— Start of Material for this task —

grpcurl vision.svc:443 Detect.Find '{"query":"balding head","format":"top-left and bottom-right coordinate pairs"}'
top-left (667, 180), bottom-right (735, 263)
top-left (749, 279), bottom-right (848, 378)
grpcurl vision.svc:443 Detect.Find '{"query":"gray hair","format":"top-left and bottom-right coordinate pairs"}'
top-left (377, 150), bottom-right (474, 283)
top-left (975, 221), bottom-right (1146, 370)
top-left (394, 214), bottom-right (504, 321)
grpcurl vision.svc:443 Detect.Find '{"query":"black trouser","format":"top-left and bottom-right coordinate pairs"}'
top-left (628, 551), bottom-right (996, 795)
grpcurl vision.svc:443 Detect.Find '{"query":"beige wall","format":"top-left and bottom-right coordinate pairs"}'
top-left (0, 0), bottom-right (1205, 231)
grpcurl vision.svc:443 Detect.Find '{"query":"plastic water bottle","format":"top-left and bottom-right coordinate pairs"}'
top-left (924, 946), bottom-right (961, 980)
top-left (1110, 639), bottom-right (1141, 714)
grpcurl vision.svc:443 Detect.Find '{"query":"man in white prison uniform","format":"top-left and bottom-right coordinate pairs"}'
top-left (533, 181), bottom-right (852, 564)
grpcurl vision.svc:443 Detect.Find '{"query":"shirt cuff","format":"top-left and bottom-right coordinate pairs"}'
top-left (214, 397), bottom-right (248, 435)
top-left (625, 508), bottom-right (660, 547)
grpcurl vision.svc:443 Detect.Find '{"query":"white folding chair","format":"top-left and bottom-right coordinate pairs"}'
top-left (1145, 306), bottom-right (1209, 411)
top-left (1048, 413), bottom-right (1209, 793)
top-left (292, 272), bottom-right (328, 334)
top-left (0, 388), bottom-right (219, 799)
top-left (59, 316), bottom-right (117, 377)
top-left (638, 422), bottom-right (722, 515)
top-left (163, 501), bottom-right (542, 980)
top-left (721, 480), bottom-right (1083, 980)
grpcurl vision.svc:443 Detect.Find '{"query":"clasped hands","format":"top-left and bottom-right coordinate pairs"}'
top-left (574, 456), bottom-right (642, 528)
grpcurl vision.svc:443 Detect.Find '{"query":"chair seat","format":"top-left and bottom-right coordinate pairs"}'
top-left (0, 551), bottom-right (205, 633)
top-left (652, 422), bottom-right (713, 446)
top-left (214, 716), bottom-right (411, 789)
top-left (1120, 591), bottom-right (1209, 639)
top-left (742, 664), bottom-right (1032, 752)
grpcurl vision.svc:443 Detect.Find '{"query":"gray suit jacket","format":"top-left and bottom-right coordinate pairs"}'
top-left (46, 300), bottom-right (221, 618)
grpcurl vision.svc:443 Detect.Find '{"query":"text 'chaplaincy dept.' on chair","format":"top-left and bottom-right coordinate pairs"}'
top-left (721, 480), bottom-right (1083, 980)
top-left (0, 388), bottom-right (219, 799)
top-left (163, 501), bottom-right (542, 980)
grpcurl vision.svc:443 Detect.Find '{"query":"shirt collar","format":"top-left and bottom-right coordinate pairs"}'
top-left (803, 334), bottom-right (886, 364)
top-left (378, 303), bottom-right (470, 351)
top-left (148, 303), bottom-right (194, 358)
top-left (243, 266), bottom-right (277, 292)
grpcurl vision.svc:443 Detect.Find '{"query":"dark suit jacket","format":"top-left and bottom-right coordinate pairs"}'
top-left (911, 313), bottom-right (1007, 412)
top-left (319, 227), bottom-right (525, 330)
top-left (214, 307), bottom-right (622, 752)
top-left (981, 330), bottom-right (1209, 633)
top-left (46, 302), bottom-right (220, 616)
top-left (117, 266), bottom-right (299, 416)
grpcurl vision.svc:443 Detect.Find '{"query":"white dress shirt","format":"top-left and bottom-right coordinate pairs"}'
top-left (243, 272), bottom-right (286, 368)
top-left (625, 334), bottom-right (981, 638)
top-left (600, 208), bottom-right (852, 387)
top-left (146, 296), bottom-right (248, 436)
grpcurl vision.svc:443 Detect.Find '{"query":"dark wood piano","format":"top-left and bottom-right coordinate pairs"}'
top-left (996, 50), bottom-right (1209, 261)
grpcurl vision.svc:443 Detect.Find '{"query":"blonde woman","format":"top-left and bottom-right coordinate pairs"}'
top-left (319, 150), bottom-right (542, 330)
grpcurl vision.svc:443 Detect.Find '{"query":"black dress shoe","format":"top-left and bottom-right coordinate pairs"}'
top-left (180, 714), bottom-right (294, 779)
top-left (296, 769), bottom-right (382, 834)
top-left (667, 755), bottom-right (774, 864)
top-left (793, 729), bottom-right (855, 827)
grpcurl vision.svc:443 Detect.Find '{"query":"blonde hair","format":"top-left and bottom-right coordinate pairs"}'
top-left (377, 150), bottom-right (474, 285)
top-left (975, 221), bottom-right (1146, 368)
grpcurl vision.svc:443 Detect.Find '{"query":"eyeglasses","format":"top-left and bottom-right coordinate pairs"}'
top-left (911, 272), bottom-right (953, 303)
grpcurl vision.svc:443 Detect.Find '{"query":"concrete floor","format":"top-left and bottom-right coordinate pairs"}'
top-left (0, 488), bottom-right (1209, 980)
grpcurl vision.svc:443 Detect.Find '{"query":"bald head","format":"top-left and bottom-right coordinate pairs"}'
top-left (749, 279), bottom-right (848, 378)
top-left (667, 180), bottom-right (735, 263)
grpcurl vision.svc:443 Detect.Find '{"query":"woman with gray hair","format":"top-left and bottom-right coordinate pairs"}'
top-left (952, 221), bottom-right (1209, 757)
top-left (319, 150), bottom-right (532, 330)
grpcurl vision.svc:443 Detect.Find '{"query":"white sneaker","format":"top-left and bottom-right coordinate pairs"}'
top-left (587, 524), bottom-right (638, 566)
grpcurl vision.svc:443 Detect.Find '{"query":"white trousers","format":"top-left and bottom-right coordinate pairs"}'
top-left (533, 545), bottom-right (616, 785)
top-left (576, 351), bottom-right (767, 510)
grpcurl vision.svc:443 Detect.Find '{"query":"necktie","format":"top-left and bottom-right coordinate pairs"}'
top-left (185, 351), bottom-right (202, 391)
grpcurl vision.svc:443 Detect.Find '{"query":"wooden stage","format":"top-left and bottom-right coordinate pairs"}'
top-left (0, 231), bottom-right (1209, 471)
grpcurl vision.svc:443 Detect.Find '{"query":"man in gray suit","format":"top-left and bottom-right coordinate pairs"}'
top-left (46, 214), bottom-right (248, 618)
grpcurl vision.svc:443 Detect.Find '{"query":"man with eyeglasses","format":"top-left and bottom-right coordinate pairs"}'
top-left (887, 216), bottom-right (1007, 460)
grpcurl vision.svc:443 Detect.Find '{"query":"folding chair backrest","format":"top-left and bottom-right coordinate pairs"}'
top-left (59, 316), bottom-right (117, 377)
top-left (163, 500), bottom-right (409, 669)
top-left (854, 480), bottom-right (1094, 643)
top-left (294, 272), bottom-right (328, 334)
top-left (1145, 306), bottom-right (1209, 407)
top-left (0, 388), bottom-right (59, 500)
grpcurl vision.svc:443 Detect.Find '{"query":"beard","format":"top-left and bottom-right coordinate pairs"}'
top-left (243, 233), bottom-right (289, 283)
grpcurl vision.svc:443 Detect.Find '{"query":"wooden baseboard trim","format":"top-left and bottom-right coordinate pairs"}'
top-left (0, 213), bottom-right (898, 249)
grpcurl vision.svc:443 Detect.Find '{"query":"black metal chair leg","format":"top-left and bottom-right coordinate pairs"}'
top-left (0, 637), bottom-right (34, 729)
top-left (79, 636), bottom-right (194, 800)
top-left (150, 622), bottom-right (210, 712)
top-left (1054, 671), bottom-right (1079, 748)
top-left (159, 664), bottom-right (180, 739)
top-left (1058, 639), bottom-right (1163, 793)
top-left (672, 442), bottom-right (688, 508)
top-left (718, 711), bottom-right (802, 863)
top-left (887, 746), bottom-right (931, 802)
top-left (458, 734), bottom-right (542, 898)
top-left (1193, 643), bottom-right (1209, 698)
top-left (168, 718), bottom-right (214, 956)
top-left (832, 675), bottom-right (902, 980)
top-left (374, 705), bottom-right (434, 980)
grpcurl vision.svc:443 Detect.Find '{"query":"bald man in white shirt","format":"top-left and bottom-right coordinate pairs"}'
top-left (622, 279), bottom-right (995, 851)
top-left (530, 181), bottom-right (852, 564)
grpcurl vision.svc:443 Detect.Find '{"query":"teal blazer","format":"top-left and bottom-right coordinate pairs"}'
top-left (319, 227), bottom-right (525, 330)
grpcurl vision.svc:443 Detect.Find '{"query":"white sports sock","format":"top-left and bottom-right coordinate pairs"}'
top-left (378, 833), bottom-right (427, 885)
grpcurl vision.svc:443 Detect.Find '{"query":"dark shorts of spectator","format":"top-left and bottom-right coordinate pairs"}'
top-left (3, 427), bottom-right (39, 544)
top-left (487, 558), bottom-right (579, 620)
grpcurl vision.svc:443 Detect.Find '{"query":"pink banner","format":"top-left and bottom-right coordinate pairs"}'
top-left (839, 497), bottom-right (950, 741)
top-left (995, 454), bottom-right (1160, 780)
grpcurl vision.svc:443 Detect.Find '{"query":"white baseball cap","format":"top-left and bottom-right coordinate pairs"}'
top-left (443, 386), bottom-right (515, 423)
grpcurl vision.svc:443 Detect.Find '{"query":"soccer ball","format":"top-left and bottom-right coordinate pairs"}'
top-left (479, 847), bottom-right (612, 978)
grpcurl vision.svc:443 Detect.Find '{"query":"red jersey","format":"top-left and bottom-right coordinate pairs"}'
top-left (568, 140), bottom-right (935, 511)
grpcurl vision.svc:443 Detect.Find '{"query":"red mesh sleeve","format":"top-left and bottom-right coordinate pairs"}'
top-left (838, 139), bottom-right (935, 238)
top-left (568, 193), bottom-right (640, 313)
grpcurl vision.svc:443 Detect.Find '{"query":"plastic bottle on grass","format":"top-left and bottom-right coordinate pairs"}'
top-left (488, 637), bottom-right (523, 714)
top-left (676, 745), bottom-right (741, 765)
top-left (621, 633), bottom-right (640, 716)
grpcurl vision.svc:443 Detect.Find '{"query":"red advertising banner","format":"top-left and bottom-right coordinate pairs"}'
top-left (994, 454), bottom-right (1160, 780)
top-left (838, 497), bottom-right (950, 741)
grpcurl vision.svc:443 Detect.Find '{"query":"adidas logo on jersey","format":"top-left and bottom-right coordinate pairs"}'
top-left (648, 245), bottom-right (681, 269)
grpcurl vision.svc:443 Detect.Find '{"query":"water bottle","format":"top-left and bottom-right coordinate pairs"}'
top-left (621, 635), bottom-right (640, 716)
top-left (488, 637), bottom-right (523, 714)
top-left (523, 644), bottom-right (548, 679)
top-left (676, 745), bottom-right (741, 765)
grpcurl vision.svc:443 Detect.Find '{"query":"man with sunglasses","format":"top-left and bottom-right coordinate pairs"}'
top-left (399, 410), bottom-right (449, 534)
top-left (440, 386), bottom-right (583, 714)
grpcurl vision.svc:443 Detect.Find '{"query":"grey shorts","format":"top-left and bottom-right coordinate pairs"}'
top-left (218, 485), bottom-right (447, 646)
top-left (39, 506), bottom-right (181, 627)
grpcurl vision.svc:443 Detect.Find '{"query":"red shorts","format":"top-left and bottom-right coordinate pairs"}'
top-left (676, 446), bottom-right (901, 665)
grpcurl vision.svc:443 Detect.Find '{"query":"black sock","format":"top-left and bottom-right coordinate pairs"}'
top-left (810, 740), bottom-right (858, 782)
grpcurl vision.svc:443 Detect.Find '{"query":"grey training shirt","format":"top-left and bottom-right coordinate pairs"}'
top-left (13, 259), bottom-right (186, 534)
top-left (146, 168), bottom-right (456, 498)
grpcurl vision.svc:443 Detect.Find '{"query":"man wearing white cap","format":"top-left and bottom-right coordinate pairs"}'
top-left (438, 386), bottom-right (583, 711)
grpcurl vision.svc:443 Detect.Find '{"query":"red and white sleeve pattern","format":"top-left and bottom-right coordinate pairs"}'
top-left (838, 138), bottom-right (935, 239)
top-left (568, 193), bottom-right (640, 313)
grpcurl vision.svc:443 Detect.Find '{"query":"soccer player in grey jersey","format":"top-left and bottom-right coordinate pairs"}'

— End of Material for this task —

* **Exercise brief**: Write out again, exactly, the lines from the one holding "and white sleeve" through the end of the listing, with both ends included.

* **The response**:
grpcurl vision.svc:443 Detect.Find '{"query":"red and white sleeve pattern","format":"top-left and bottom-right coordinate pairs"}'
top-left (838, 138), bottom-right (935, 239)
top-left (568, 193), bottom-right (640, 313)
grpcurl vision.svc:443 Detect.Find '{"query":"soccer player in grey jersey","format":"top-left and bottom-right coordinate pairs"}'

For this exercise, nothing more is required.